§ Brief: Give back every entry, copied exactly.

Material for this task Start Marker

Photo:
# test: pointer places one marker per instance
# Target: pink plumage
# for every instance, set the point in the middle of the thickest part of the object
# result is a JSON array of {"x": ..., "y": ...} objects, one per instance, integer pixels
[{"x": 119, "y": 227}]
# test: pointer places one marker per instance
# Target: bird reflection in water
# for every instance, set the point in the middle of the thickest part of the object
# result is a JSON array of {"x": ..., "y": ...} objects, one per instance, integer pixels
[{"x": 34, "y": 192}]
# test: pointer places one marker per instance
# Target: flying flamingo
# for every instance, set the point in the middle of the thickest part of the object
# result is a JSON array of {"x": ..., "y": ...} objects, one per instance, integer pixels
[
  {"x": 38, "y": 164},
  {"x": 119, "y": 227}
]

Material for this task End Marker

§ Written solution:
Photo:
# test: pointer places one marker per instance
# Target: pink plumage
# for every instance, set the point in the middle of the thickest part of the object
# result is a JSON array of {"x": ..., "y": ...} objects, one per instance, integer pixels
[{"x": 119, "y": 227}]
# test: pointer places one marker per instance
# Target: bird reflection in water
# for every instance, set the point in the middle of the thickest part of the object
# result is a JSON array of {"x": ..., "y": ...} objects, one per instance, integer pixels
[{"x": 34, "y": 192}]
# test: pointer places one marker per instance
# Target: flying flamingo
# for every instance, set the point in the middle of the thickest part of the object
# result is a JSON array of {"x": ..., "y": ...} objects, one per instance, integer pixels
[
  {"x": 38, "y": 164},
  {"x": 119, "y": 227}
]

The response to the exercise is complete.